WHAT THIS TASK INVOLVES.
Please rewrite everything in the hyaluronic acid text from "Hyaluronic acid is a" down to "first chordate animals.", replacing "vitreous humor" with "vitreous body".

DOCUMENT SECTION.
Hyaluronic acid is a glycosaminoglycan, a non-sulfated high molecular weight polysaccharide that is found in the extracellular matrix of all animal tissues. Hyaluronic acid is especially abundant in connective tissues, but also present in nervous tissue and epithelia. It was isolated in 1934 from the vitreous humor of the bovine eye. It is an extremely large molecule with a high capacity of hydration. This property gives the tissues resistance to mechanical pressures and lubrication, but also other functions related to cellular communication and differentiation. Although hyaluronic acid associates with other molecules in the extracellular matrix, it does not form covalent bonds with them, which is a unique feature among glycosaminoglycans. It appeared late in evolution, perhaps from the first chordate animals.

DATA EXCERPT.

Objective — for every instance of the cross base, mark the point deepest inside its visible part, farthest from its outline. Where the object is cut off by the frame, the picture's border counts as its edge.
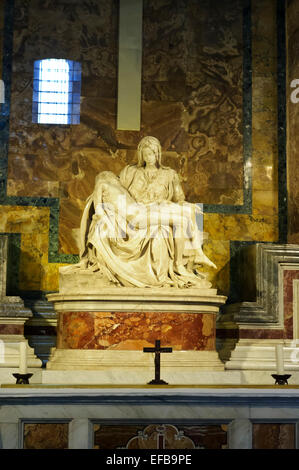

TASK ANSWER.
Hyaluronic acid is a glycosaminoglycan, a non-sulfated high molecular weight polysaccharide that is found in the extracellular matrix of all animal tissues. Hyaluronic acid is especially abundant in connective tissues, but also present in nervous tissue and epithelia. It was isolated in 1934 from the vitreous body of the bovine eye. It is an extremely large molecule with a high capacity of hydration. This property gives the tissues resistance to mechanical pressures and lubrication, but also other functions related to cellular communication and differentiation. Although hyaluronic acid associates with other molecules in the extracellular matrix, it does not form covalent bonds with them, which is a unique feature among glycosaminoglycans. It appeared late in evolution, perhaps from the first chordate animals.